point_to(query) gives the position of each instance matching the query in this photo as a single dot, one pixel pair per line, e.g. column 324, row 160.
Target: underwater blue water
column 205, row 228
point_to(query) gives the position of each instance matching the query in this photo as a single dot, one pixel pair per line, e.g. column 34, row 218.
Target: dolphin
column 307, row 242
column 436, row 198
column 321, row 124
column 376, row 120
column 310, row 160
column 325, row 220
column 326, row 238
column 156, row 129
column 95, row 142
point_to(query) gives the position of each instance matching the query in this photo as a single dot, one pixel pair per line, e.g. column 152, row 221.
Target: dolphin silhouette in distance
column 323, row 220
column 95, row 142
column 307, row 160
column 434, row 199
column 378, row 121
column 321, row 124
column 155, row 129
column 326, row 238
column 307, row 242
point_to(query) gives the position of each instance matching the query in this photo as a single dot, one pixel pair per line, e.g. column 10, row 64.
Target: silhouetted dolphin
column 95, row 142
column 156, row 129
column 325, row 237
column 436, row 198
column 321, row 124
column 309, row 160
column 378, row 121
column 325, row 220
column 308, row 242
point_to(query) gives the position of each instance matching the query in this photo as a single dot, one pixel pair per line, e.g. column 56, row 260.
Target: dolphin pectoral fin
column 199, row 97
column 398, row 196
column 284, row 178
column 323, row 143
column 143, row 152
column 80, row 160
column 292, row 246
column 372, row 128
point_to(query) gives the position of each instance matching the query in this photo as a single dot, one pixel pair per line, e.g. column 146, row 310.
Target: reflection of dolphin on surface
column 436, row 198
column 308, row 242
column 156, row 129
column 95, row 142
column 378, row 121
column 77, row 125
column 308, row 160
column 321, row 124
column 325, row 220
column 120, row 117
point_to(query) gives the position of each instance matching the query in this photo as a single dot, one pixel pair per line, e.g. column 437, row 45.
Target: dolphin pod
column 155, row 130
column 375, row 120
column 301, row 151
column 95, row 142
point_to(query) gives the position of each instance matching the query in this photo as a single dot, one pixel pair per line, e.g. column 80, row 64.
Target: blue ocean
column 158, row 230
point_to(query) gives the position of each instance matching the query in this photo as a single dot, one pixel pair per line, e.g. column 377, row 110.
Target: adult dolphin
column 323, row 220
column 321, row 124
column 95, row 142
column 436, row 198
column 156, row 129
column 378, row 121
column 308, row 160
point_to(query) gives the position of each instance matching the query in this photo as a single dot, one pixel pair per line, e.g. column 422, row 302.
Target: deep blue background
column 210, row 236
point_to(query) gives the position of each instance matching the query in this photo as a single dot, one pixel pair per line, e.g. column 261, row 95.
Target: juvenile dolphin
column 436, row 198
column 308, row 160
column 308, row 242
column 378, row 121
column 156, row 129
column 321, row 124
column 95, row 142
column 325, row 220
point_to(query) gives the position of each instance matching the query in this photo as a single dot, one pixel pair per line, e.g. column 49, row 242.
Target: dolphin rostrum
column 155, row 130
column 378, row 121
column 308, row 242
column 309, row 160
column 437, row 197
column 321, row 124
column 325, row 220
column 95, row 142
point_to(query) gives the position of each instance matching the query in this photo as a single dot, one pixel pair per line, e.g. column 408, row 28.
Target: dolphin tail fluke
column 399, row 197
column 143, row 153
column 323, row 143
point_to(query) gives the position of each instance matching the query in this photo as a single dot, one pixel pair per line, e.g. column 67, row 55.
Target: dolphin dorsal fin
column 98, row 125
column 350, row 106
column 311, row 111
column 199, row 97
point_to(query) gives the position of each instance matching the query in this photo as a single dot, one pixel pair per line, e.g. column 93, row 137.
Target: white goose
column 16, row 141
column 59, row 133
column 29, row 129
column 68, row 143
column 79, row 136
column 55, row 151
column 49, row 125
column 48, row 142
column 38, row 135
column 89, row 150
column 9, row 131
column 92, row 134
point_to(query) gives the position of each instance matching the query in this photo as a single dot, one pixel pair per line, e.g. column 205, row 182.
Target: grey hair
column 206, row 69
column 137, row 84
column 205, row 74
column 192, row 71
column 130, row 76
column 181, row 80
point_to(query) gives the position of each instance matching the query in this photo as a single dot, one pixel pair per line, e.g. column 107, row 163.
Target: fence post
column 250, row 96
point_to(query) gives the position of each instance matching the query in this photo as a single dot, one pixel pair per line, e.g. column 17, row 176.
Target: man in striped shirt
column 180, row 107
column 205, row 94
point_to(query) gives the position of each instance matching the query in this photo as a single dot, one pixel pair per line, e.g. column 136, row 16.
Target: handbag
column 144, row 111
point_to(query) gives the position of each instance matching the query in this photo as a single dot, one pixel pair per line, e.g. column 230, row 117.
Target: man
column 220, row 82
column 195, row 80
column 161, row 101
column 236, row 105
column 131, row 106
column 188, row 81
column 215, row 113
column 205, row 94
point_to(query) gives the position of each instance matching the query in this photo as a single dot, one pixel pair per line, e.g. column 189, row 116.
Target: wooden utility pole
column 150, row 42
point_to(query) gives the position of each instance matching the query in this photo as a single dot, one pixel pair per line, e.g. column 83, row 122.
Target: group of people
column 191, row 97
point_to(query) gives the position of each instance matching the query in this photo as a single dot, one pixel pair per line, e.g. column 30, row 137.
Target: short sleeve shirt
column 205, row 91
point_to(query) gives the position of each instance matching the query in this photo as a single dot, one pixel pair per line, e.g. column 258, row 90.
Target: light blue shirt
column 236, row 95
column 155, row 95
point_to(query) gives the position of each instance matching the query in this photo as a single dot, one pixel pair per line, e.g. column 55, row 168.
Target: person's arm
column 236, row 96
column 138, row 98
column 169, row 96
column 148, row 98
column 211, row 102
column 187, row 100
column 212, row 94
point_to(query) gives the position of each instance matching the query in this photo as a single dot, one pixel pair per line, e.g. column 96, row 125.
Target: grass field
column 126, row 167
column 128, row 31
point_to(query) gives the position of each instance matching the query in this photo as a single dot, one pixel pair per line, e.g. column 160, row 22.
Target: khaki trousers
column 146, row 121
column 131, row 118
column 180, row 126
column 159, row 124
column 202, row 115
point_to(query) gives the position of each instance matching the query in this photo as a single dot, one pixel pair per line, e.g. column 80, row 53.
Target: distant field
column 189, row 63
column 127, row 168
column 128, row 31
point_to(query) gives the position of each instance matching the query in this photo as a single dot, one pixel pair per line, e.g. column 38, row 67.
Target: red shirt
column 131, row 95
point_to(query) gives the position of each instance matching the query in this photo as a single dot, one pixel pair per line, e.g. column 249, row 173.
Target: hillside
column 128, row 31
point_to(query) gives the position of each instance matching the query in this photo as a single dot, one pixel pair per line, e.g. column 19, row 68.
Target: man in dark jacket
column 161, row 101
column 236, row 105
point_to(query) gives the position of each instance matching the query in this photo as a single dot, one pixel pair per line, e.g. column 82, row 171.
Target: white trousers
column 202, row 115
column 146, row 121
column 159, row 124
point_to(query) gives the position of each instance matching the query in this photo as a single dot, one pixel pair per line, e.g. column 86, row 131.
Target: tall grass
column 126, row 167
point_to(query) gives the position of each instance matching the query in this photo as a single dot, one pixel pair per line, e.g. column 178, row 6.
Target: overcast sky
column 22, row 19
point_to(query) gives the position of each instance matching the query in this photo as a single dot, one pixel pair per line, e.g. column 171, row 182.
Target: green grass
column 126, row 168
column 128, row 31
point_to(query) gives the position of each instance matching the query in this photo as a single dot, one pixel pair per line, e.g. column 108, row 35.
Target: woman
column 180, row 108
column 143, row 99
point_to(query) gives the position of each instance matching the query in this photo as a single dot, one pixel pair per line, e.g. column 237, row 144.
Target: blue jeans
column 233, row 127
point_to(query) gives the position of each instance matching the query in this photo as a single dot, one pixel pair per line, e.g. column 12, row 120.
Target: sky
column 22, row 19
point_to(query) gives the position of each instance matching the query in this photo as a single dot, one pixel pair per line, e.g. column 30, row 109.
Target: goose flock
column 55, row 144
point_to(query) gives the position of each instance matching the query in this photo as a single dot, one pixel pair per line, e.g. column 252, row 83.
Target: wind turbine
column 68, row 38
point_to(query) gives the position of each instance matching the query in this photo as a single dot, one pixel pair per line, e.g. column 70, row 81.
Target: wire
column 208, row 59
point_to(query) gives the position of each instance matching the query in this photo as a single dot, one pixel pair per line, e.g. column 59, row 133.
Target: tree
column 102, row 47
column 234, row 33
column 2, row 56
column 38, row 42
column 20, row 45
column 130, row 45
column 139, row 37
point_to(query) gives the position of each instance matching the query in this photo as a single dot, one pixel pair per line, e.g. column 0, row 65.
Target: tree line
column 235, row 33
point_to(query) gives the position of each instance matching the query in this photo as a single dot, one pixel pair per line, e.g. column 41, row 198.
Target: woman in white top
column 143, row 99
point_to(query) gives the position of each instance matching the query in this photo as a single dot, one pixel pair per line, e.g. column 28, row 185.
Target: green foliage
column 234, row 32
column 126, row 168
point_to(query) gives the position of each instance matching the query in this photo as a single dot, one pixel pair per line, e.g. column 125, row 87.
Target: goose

## EXERCISE BRIEF
Among the entries above, the lines between the ones containing "12, row 120." and "252, row 83.", inclusive, are to be transcribed exactly. No other line is to be given.

## RESULT FOR THIS TASK
point_to(query) gives the position of each instance matching the query in this photo as a single dot, one pixel pair per line, e.g. column 12, row 120.
Target: sky
column 22, row 19
point_to(query) gives the position of each instance matching the query in this photo as a single dot, one pixel pair per line, e.g. column 30, row 109.
Target: goose flock
column 55, row 144
point_to(query) gives the position of each instance matching the query in this photo as a single dot, one pixel pair per line, e.g. column 252, row 83.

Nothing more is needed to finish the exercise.